-- begin --

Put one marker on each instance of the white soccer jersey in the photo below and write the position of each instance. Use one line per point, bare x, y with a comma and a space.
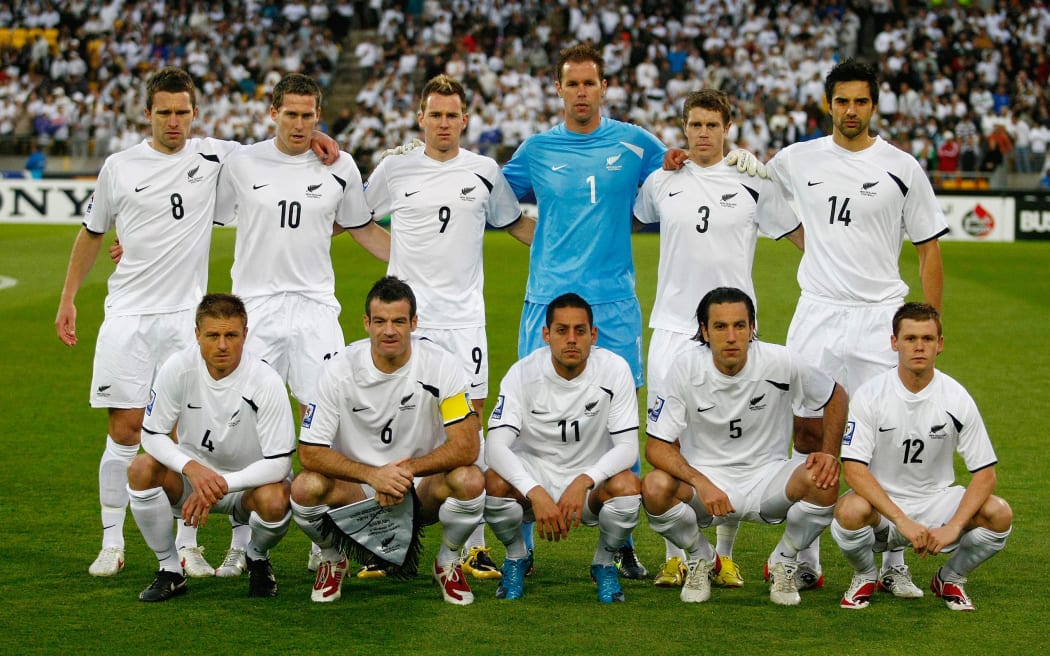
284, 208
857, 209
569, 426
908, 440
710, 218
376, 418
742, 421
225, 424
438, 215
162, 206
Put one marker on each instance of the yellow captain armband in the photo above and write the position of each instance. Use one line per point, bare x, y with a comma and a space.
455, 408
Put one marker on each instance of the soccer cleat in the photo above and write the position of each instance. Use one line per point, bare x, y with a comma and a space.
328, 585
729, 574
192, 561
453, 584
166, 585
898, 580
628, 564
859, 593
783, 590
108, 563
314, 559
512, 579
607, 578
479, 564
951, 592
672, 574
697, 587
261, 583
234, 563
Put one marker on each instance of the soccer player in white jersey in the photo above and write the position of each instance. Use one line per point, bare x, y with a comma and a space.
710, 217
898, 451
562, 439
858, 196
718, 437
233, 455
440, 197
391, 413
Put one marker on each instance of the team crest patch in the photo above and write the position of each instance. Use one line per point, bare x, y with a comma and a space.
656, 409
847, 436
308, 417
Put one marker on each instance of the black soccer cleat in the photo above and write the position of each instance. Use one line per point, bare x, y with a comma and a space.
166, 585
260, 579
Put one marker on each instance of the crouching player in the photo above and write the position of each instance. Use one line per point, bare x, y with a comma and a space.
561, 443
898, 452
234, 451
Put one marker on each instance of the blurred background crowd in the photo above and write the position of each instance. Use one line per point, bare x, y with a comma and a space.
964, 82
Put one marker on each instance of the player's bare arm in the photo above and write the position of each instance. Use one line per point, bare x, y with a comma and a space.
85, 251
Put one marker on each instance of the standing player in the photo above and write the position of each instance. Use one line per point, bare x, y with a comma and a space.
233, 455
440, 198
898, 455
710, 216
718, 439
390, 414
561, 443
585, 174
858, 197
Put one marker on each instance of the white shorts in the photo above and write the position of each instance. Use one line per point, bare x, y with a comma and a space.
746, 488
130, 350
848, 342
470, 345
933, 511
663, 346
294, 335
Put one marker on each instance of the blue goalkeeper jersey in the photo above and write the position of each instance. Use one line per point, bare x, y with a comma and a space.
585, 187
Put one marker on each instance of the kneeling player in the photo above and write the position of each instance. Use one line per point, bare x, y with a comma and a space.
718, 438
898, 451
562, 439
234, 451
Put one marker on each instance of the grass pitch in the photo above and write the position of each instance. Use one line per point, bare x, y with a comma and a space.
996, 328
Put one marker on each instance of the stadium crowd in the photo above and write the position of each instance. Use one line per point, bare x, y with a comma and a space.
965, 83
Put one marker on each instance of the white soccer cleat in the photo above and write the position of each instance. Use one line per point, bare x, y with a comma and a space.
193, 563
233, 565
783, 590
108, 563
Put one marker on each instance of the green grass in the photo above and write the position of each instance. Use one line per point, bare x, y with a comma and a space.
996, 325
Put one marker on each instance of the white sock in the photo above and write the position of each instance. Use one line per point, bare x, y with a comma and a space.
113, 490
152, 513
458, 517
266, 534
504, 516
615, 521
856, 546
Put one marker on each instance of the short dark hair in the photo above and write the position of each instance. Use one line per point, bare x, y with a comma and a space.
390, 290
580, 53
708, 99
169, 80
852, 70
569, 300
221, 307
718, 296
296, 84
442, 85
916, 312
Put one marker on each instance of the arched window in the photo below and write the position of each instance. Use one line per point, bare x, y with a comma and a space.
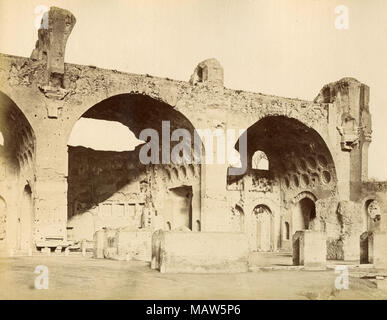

-- end --

WRITTEN TASK -
Please copy all of the data above line for line, without changing anything, and leave the pictures out.

SOLVED PROBLEM -
Put one marker on each instance of the white soccer jersey in the photo below and write the position of each instance. Use one line per point, bare x, y with a comma and a space.
284, 208
857, 209
569, 426
908, 440
710, 218
376, 418
742, 421
225, 424
438, 215
162, 206
Put one marker on each instance of the yellow captain armband in the photo above and write the position of each instance. Use one line per point, bare x, y with a comma and a space.
455, 408
Put one marker on each instance of the soccer cleat in the photo above and write the position of each instance. Use one line per point, bare x, y with a comma and a space.
328, 585
729, 574
192, 561
453, 584
166, 585
898, 580
628, 564
859, 593
783, 590
108, 563
314, 559
512, 579
607, 578
479, 564
951, 592
672, 574
697, 587
261, 583
234, 563
Put one marker on each instance of the soccer player in white jersey in the photo above and write the position of each instance. Use one line per point, bare x, y with a comma and a space.
710, 217
898, 451
562, 439
858, 196
718, 437
233, 455
440, 197
391, 413
Put one marker on each instance of the team crest patch in the photo above and write the position of each instance. Use one line per point, bare x, y with a comma and a space.
656, 409
847, 436
308, 417
Put one marker on each instance of the black soccer cleat in the photo above and write the position of each instance. Use one line per point, bare x, y with a comma and a space.
166, 585
260, 579
Put one marker on each instance of the crouching player in the photo above and write the position of each instance. Use one line per point, bare x, y with a comma and a space.
561, 443
898, 452
234, 451
Put one marker on each instance of the blurred background crowd in the photo above and write the position of each instance. Use one line per point, bare x, y with a comma and a space.
964, 82
Put one marker on each instance of the player's bare arm in the photo above and write the position of each instance. Use one line per point, bare x, y with a comma and a space.
85, 251
Put one marker on each instance of the standing player in the photo above and write the position of each instance. Use one line per point, bare x, y with a comma and a space.
233, 455
440, 198
898, 455
710, 216
718, 439
390, 414
561, 443
585, 174
858, 197
Put one marker on each instance of the white shorts in the photo above and write the position of each instance. Use one line per point, bare x, y with a comma and a space.
746, 488
130, 350
848, 342
470, 345
933, 511
663, 346
294, 335
Put one marker on each instance of the blue goalkeeper jersey in the photo above and write the position of each instance. Use one line per point, bare x, y with a comma and a space.
585, 187
Put one marker on each instance of the kneeling player in the photo above and write the position of each instance. Use one line per point, bare x, y with a comma and a space.
718, 438
898, 451
562, 439
234, 451
Put one marker on each instance of the grass pitch in the photo above and write the position of each instance. Use one line per point, bare x, y with a comma and a space.
996, 328
Put one marker on each instance of the stadium crowd in the photo above and write the position of each instance. Use one line per point, bare x, y with a comma and a space.
965, 83
Put one marker on each instance of the white soccer cleat in the photo above and write the position of each instance. Use one line per point, bare x, y with a comma and a space.
193, 563
233, 565
783, 590
108, 563
Put one marker on each instance of the green grass in the photo above and write the position of each instance. Use one line per point, bare x, y with a comma and a space.
996, 325
Put one marker on each instance of the white sock in the photo above and write the position of each instance. Use one line per point, bare x, y with a comma and a space.
113, 490
152, 513
458, 517
266, 534
504, 516
615, 521
856, 546
Put one marker on each instance of the short dark hair in the photo above and write the position of each instance. Use one line per point, bare x, y with a comma and a space.
390, 290
580, 53
708, 99
169, 80
852, 70
569, 300
221, 307
718, 296
296, 84
442, 85
916, 312
Put one marker on each instance of the arched window in the photo below and write the position of each instance. Use one line per point, bare x, y with a comma and a space.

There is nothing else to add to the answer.